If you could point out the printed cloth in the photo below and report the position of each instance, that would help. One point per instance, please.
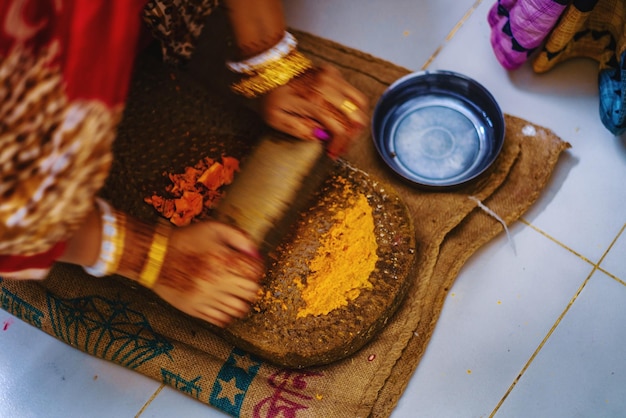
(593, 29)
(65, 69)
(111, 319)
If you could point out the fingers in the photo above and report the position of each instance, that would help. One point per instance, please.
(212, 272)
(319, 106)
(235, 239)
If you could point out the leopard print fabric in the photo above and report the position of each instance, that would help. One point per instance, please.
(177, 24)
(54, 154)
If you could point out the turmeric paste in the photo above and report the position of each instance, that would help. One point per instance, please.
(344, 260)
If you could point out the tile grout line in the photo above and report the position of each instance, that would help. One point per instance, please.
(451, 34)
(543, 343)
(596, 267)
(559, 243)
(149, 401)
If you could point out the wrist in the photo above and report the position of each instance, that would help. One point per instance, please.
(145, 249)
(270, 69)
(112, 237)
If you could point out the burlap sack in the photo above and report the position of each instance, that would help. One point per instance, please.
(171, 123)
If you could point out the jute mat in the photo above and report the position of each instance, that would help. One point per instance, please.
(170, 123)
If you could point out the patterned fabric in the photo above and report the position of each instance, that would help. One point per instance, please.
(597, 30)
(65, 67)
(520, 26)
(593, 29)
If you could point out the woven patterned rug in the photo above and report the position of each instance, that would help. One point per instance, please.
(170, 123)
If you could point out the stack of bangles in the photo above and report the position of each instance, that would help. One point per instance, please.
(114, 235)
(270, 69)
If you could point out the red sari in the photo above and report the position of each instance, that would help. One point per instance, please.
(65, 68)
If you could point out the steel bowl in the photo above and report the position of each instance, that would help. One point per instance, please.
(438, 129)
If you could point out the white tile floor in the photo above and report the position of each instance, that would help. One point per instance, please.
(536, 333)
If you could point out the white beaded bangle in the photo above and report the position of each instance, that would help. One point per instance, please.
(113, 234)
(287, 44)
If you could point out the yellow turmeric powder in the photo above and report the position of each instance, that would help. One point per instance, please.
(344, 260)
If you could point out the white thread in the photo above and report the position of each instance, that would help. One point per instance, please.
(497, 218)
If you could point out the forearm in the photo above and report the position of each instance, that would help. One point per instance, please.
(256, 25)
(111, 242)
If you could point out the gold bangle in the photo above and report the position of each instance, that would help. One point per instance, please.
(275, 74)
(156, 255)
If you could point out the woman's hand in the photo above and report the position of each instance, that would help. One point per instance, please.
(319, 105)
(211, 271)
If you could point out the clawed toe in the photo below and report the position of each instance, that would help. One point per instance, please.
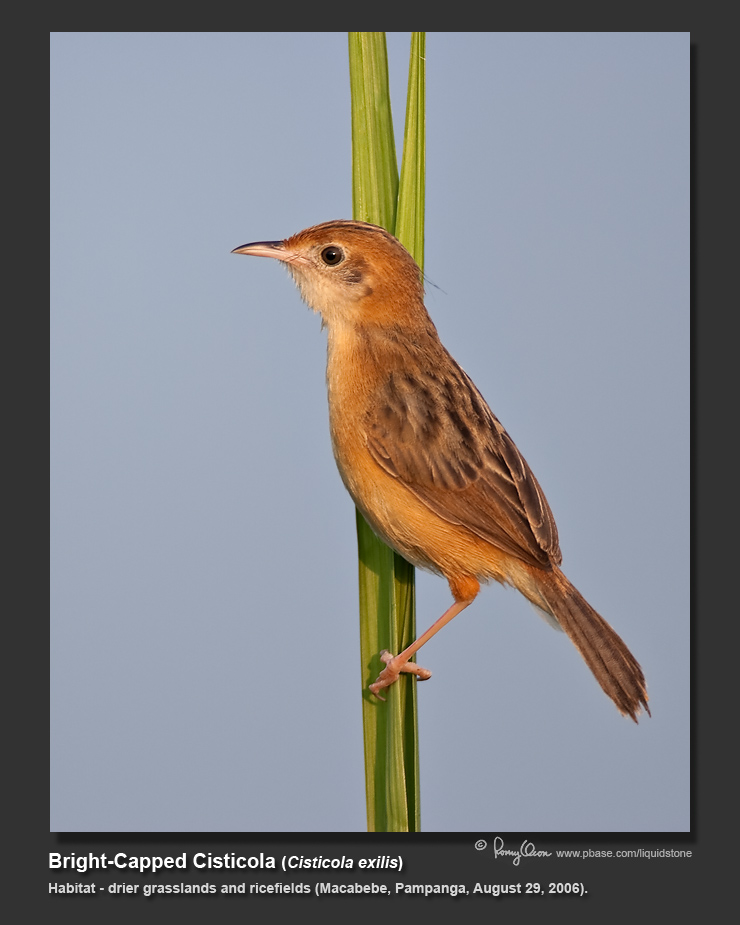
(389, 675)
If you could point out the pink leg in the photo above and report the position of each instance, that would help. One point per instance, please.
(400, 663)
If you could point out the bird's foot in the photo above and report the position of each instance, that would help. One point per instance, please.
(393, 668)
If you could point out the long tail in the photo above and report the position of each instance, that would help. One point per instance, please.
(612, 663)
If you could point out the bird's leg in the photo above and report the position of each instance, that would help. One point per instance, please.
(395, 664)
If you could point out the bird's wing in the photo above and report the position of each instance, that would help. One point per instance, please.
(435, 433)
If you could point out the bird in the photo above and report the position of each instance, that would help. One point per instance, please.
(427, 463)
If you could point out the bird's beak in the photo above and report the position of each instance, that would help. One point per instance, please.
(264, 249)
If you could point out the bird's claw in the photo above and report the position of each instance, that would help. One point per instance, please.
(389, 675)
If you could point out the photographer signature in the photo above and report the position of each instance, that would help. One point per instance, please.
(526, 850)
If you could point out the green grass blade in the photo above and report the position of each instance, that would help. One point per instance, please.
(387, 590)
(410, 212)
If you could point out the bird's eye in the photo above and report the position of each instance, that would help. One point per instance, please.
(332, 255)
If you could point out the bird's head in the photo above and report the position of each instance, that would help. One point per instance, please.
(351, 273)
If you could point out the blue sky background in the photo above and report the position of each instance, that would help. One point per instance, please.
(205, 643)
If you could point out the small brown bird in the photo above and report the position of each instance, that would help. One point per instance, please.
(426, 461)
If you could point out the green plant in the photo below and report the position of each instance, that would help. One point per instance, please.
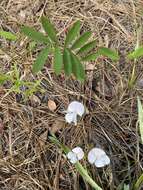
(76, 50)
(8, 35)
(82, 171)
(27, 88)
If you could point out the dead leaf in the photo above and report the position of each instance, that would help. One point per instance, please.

WHAT YOU HAVE TO DO
Restate the full listing verbatim and drop every picture.

SOLUTION FOR THIS TASK
If you could point out the printed cloth in the photo below and report the position of each instance, that would help. One point per instance, please.
(593, 29)
(65, 69)
(111, 319)
If you could point out the fingers in the photo above and report the position of each instance, that would help. One point per instance, please.
(212, 272)
(319, 106)
(235, 239)
If you could point out the leopard print fabric in the photo above and report the position of each instance, that would help. One point per instance, please.
(177, 24)
(54, 154)
If you could point out the turmeric paste in the photo above and report the position of each instance, that would help. One point per instance, please.
(344, 260)
If you could point out the tile grout line in the photo above and report the position of each instance, that would help. One point per instance, please.
(451, 34)
(543, 343)
(596, 267)
(559, 243)
(149, 401)
If you could point out the wrist in the photo above and report the position of each instance, that would help. One point per instance, please.
(145, 249)
(270, 69)
(112, 237)
If you could point out the burlap sack in the photo above and report the position of each instance, that would help. One point per instance, please.
(171, 123)
If you could point out the jute mat in the photo above and report the position of each instance, that would help. One point per instance, please.
(170, 123)
If you could point out the patterned fabric in the photo above and report the position of each instance, that would help. One point per instance, please.
(597, 30)
(65, 67)
(520, 26)
(593, 29)
If you could point out the woven patterned rug in the photo above and report the position of each instance, that would help. One point per instance, please.
(170, 123)
If you could point out the stack of bangles in the photo above and report the position of each instance, that would help. One point per instance, please.
(114, 235)
(270, 69)
If you could point out the red sari in the photo above and report the position of each instance, that would help. One point per instance, please.
(65, 68)
If you could point out the steel bowl in the photo above and report the position of each instance, that would help. One point per instance, please.
(438, 129)
If you could point out the white tile floor in the photo above and report the position of each instance, that would help. One point per instance, please.
(536, 333)
If you could point out the white beaded bangle in the photo above and report the position of each instance, that would help. One point per instance, please.
(113, 234)
(287, 44)
If you could point out the yellow turmeric powder in the photo above and report the position of each instance, that would help. One point per instance, please.
(344, 260)
If you could point out the white thread in the photo above and report the position of each instance, that would help. One point per instance, please.
(497, 218)
If you could point out the forearm in the photo above and report the position of each instance, that would help. One point per instance, please.
(256, 25)
(111, 242)
If you could point out the gold bangle in the photo above and report the position of each instance, that would help. One point per instance, please.
(275, 74)
(156, 255)
If you could point out the woman's hand in the photo above and report the position of each instance, that would help. One point per instance, please.
(319, 105)
(211, 271)
If you could point out the clawed toe in the photo below and report the position of each instance, that would help. One point per instance, please.
(389, 675)
If you could point out the pink leg in the photo above and report the position of each instance, that would help. One point per instance, please.
(400, 663)
If you could point out the bird's foot in the photo above and report the position of each instance, that would help. One point per instance, please.
(393, 668)
If you could point out the long tail in the photo above and report the position of each instance, that would help. One point per instance, please.
(612, 663)
If you could point out the bird's leg in the photo above and report the position of each instance, that would help. One point per instance, please.
(395, 664)
If you could point out the bird's wing in the photo above and report the position of each instance, that would help. One point per instance, please.
(435, 433)
If you could point out the bird in the photo above and report the position of each instance, that would help. One point per instance, please.
(427, 463)
If you could point out the bird's beak in the photo above and report the position of each instance, that would help. One point per instance, please.
(264, 249)
If you could point out the bird's claw in the photo above and report the position of each instance, that would help. One point per instance, please.
(389, 675)
If you could point out the photographer signature in the photo above and report the position of each instance, that would help. One point per instance, please.
(526, 850)
If you could point out the green grass blade in the photo above and report the position of each instance, that would help. One point per instance, please.
(387, 590)
(410, 212)
If you could point out the bird's eye in the photo above and report the position of each instance, that would help. One point per instance, please.
(332, 255)
If you could point out the bird's head in the photo above and report the position of each instance, that would help. One point per instance, please.
(351, 273)
If you could point out the blue sky background in the photo above and report the position of each instance, that would help. One point per instance, please.
(205, 643)
If you could point out the small brown bird in the photo above and report the position of each instance, that would help. One point per instance, please.
(426, 461)
If you could point out the green plant in the photo below and report the position of each instance, that would help. One point per instance, please.
(76, 50)
(8, 35)
(82, 171)
(27, 88)
If you could point out the dead leaf in the photo above and report the position of each instance, that would help. One point per instance, please.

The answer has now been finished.